== Provided passage ==

Documentation for crwlr / crawler (v1.1)

Attention: You're currently viewing the documentation for v1.1 of the crawler package.
This is not the latest version of the package.
If you didn't navigate to this version intentionally, you can click here to switch to the latest version.

Building Custom Steps

When you need your crawler to do something that is not covered by an included step, just build your own. A custom step needs to implement the StepInterface but for convenience just extend the abstract Step class, because you don't have to worry about all the methods that the crawler needs internally. What you need to define yourself is the protected invoke method.

use Crwlr\Crawler\Steps\Step;

class MyStep extends Step
{
    protected function invoke(mixed $input): Generator
    {
        // Implement what the step should do.
    }
}

What's coming in as $input is either one of the input values you manually defined if this is the first step in your crawler, or one of the outputs of the step that is executed before this one.

Validating and Sanitizing Input

So, theoretically this could be anything, which is why you can also add your own validateAndSanitizeInput() method. There you can validate if the step can somehow deal with the input (and otherwise throw an InvalidArgumentException) and also sanitize it, so in the invoke method you'll know what's inside $input.

Let's assume the step does something with an HTML document and therefore wants to get an instance of the Symfony DomCrawler. The HTML source code string could be delivered in various ways, e.g. in a PSR-7 Response object or simply just as string,...

use Crwlr\Crawler\Loader\Http\Messages\RespondedRequest;
use Crwlr\Crawler\Steps\Loading\Http;
use Crwlr\Crawler\Steps\Step;
use Psr\Http\Message\ResponseInterface;
use Symfony\Component\DomCrawler\Crawler;

class MyStep extends Step
{
    protected function validateAndSanitizeInput(mixed $input): mixed
    {
        if (is_string($input)) {
            return new Crawler($input);
        }

        if ($input instanceof ResponseInterface || $input instanceof RespondedRequest) {
            // Avoid using ->getBody()->getContents() directly, because if it
            // is used again at a later point you'd first have to rewind the
            // stream to get the body again.
            // Better always use this Http::getBodyString() helper method to
            // get the body as string from an HTTP message.
            return new Crawler(Http::getBodyString($input));
        }

        throw new InvalidArgumentException('Input must be string, PSR-7 Response or RespondedRequest.');
    }

    /**
     * @param Crawler $input
     * @return Generator
     */
    protected function invoke(mixed $input): Generator
    {
        // Implement what the step should do.
    }
}

The abstract Step class takes care of internally calling both methods and handing over the return value of the validateAndSanitizeInput() method to the invoke() method, when the crawler calls the step.

Yielding output

If you're not familiar with PHP generators you can read about them here.

Assuming you want to make a step that splits a string into separate lines and pass the lines as separate outputs (inputs) to the next step, it would look like this:

use Crwlr\Crawler\Steps\Step;

class MyStep extends Step
{
    /**
     * @param string $input
     * @return Generator
     */
    protected function invoke(mixed $input): Generator
    {
        foreach (explode(PHP_EOL, $input) as $line) {
            yield $line;
        }
    }
}

===

#### Requirements
Reproduce the crawler documentation word for word, starting with "Documentation for crwlr" and going on through "protected invoke method.". The material has no connection to the crawler documentation above.

== Collected material ==

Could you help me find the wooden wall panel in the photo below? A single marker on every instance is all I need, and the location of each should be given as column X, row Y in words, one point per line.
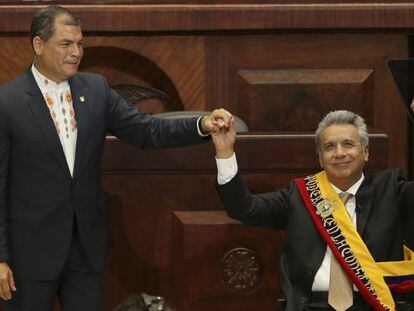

===

#### Reply
Documentation for crwlr / crawler (v1.1)

Attention: You're currently viewing the documentation for v1.1 of the crawler package.
This is not the latest version of the package.
If you didn't navigate to this version intentionally, you can click here to switch to the latest version.

Building Custom Steps

When you need your crawler to do something that is not covered by an included step, just build your own. A custom step needs to implement the StepInterface but for convenience just extend the abstract Step class, because you don't have to worry about all the methods that the crawler needs internally. What you need to define yourself is the protected invoke method.